**GIVEN DATA**
§

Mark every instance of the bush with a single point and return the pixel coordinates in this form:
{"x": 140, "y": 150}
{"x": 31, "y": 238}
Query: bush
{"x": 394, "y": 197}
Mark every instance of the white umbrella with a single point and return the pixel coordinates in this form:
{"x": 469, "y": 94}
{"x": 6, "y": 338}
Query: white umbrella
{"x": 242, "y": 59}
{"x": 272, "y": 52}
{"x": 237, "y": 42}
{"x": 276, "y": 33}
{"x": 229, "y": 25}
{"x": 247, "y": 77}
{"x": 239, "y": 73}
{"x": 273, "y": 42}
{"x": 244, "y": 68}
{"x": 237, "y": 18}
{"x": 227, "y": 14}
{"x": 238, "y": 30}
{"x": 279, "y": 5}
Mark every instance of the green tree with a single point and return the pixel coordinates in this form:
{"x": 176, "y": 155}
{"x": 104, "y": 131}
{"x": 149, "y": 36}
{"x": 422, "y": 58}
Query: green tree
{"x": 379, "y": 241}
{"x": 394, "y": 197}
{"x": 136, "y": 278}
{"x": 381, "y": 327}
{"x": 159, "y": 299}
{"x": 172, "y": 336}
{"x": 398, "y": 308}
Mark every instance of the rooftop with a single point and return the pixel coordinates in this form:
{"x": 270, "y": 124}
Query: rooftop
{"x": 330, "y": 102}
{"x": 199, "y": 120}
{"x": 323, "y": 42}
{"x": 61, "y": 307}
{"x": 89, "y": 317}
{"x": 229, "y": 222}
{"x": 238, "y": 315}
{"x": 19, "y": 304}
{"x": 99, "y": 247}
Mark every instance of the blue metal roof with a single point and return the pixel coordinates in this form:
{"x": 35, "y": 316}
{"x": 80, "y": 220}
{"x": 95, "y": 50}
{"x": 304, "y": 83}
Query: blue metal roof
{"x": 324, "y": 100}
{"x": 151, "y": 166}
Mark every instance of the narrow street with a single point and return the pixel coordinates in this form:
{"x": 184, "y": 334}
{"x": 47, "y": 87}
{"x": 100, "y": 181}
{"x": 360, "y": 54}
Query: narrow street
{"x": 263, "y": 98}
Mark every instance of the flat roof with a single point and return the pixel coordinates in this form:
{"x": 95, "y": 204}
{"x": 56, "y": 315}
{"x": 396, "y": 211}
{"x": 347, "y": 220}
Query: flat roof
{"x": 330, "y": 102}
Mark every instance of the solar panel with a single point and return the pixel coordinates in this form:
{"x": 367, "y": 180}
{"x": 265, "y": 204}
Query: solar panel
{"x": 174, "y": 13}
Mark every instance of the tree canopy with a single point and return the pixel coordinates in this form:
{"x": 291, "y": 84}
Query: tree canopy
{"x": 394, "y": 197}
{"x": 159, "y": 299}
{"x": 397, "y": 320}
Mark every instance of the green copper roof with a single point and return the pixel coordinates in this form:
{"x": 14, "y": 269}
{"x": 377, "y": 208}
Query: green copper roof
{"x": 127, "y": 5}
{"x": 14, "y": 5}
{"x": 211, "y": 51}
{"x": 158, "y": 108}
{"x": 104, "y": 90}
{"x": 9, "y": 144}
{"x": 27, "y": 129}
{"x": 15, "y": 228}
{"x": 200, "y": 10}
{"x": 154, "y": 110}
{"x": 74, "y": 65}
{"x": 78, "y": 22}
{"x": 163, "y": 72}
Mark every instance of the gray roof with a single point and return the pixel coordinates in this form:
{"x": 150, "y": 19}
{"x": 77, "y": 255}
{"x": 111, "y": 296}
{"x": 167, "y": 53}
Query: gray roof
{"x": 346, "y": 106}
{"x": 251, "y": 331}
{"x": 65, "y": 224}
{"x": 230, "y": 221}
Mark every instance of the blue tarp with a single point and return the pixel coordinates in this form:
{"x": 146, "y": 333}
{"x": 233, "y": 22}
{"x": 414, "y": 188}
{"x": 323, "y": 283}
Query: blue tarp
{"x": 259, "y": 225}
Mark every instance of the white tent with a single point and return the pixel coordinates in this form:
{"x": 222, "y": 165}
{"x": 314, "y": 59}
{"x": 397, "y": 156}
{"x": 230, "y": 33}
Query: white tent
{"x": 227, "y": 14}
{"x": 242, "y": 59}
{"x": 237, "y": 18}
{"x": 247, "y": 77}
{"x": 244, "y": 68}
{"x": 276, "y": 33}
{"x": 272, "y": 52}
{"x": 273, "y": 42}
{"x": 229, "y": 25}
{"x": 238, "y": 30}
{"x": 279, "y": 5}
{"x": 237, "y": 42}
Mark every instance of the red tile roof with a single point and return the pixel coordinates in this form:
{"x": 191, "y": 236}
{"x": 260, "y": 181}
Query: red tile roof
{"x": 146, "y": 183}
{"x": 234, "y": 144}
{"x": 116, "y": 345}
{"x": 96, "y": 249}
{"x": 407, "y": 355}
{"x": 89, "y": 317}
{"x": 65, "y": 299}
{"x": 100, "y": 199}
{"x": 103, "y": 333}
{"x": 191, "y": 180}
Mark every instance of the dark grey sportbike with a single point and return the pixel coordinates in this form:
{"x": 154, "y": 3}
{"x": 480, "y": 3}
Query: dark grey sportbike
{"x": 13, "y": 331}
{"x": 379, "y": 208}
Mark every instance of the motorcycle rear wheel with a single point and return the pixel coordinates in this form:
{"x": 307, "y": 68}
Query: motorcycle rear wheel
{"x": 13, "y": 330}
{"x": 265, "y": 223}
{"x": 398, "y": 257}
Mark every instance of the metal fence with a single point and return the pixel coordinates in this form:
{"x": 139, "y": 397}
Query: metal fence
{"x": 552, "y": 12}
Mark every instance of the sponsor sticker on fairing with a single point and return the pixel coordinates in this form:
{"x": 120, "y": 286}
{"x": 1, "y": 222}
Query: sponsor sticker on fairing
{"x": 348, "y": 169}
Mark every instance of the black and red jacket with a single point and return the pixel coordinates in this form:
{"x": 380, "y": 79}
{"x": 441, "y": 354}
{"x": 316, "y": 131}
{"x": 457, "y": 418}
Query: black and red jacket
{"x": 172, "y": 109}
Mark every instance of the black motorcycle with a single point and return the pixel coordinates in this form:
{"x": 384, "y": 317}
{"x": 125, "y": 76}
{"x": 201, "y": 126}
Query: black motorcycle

§

Repeat the entries shown above, every one, word for word.

Mark every instance of the bush with a single point and return the pixel coordinates in this form:
{"x": 140, "y": 150}
{"x": 31, "y": 238}
Query: bush
{"x": 394, "y": 197}
Mark every instance of the white umbrella with a single point and return the pixel coordinates in this form:
{"x": 469, "y": 94}
{"x": 6, "y": 338}
Query: white umbrella
{"x": 242, "y": 59}
{"x": 272, "y": 52}
{"x": 237, "y": 42}
{"x": 276, "y": 33}
{"x": 229, "y": 25}
{"x": 247, "y": 77}
{"x": 239, "y": 73}
{"x": 273, "y": 42}
{"x": 244, "y": 68}
{"x": 237, "y": 18}
{"x": 227, "y": 14}
{"x": 238, "y": 30}
{"x": 279, "y": 5}
Mark every instance of the green tree with a single point and return the pixel coordinates in this form:
{"x": 176, "y": 155}
{"x": 104, "y": 131}
{"x": 149, "y": 36}
{"x": 422, "y": 58}
Query: green tree
{"x": 379, "y": 241}
{"x": 394, "y": 197}
{"x": 136, "y": 278}
{"x": 381, "y": 327}
{"x": 159, "y": 299}
{"x": 172, "y": 336}
{"x": 398, "y": 308}
Mark every instance of the rooftop with a single point and return the pixel coordinates in this form:
{"x": 270, "y": 124}
Query: rooftop
{"x": 330, "y": 102}
{"x": 199, "y": 120}
{"x": 323, "y": 42}
{"x": 61, "y": 307}
{"x": 89, "y": 317}
{"x": 229, "y": 222}
{"x": 238, "y": 315}
{"x": 19, "y": 304}
{"x": 99, "y": 247}
Mark every instance of the blue metal roof with a single point and return the pixel coordinates in this form:
{"x": 35, "y": 316}
{"x": 80, "y": 220}
{"x": 95, "y": 50}
{"x": 304, "y": 83}
Query: blue metal roof
{"x": 324, "y": 100}
{"x": 151, "y": 166}
Mark every instance of the narrow street with a single point and return the pixel coordinates in this form:
{"x": 184, "y": 334}
{"x": 47, "y": 87}
{"x": 100, "y": 181}
{"x": 360, "y": 54}
Query: narrow street
{"x": 263, "y": 98}
Mark every instance of the flat roof with a single point and return the pixel coordinates in this form:
{"x": 95, "y": 204}
{"x": 56, "y": 315}
{"x": 396, "y": 211}
{"x": 347, "y": 220}
Query: flat roof
{"x": 330, "y": 102}
Mark every instance of the solar panel with a single point and return the pixel coordinates in this form:
{"x": 367, "y": 180}
{"x": 265, "y": 204}
Query: solar panel
{"x": 174, "y": 13}
Mark every instance of the tree canopy with a single point and return the pixel coordinates in this form:
{"x": 291, "y": 84}
Query: tree canopy
{"x": 394, "y": 197}
{"x": 159, "y": 299}
{"x": 397, "y": 320}
Mark every instance of the green copper roof with a single point and return the pixel coordinates in this form:
{"x": 14, "y": 269}
{"x": 377, "y": 208}
Query: green copper roof
{"x": 127, "y": 5}
{"x": 14, "y": 5}
{"x": 211, "y": 51}
{"x": 158, "y": 108}
{"x": 104, "y": 90}
{"x": 9, "y": 144}
{"x": 27, "y": 129}
{"x": 15, "y": 228}
{"x": 200, "y": 10}
{"x": 154, "y": 110}
{"x": 74, "y": 65}
{"x": 78, "y": 22}
{"x": 163, "y": 72}
Mark every instance of the gray roof with a single point and return the pixel coordinates in this form:
{"x": 150, "y": 19}
{"x": 77, "y": 255}
{"x": 111, "y": 296}
{"x": 167, "y": 53}
Query: gray roof
{"x": 346, "y": 106}
{"x": 251, "y": 331}
{"x": 65, "y": 224}
{"x": 230, "y": 221}
Mark every instance of the blue tarp with a single point and return the pixel coordinates in this form:
{"x": 146, "y": 333}
{"x": 233, "y": 22}
{"x": 414, "y": 188}
{"x": 323, "y": 283}
Query: blue tarp
{"x": 259, "y": 225}
Mark every instance of the white tent with a single point and return the pixel coordinates in this form:
{"x": 222, "y": 165}
{"x": 314, "y": 59}
{"x": 397, "y": 156}
{"x": 230, "y": 33}
Query: white tent
{"x": 227, "y": 14}
{"x": 242, "y": 59}
{"x": 237, "y": 18}
{"x": 247, "y": 77}
{"x": 244, "y": 68}
{"x": 276, "y": 33}
{"x": 272, "y": 52}
{"x": 273, "y": 42}
{"x": 229, "y": 25}
{"x": 238, "y": 30}
{"x": 279, "y": 5}
{"x": 237, "y": 42}
Mark every instance of the red tile roof with a single point and return the pixel coordinates in this form:
{"x": 191, "y": 236}
{"x": 260, "y": 181}
Query: red tile roof
{"x": 146, "y": 183}
{"x": 234, "y": 144}
{"x": 116, "y": 345}
{"x": 96, "y": 249}
{"x": 407, "y": 355}
{"x": 89, "y": 317}
{"x": 65, "y": 299}
{"x": 100, "y": 199}
{"x": 103, "y": 333}
{"x": 191, "y": 180}
Mark every instance of the dark grey sportbike with a single point and return the pixel coordinates in this form:
{"x": 154, "y": 3}
{"x": 480, "y": 3}
Query: dark grey sportbike
{"x": 13, "y": 331}
{"x": 379, "y": 208}
Mark every instance of the motorcycle rear wheel with a single point and return the pixel coordinates in this form:
{"x": 307, "y": 68}
Query: motorcycle rear wheel
{"x": 13, "y": 330}
{"x": 265, "y": 223}
{"x": 398, "y": 257}
Mark every instance of the metal fence with a single point and return the pixel coordinates in this form:
{"x": 139, "y": 397}
Query: metal fence
{"x": 552, "y": 12}
Mark every instance of the sponsor sticker on fairing with a single point and return the pixel coordinates in this form:
{"x": 120, "y": 286}
{"x": 1, "y": 222}
Query: sponsor sticker on fairing
{"x": 348, "y": 169}
Mark every instance of the black and red jacket with a single point and return the pixel coordinates in this form:
{"x": 380, "y": 79}
{"x": 441, "y": 354}
{"x": 316, "y": 131}
{"x": 457, "y": 418}
Query: black and red jacket
{"x": 172, "y": 109}
Mark every instance of the black motorcycle with a single point and return the pixel coordinates in this form:
{"x": 384, "y": 317}
{"x": 125, "y": 76}
{"x": 201, "y": 126}
Query: black motorcycle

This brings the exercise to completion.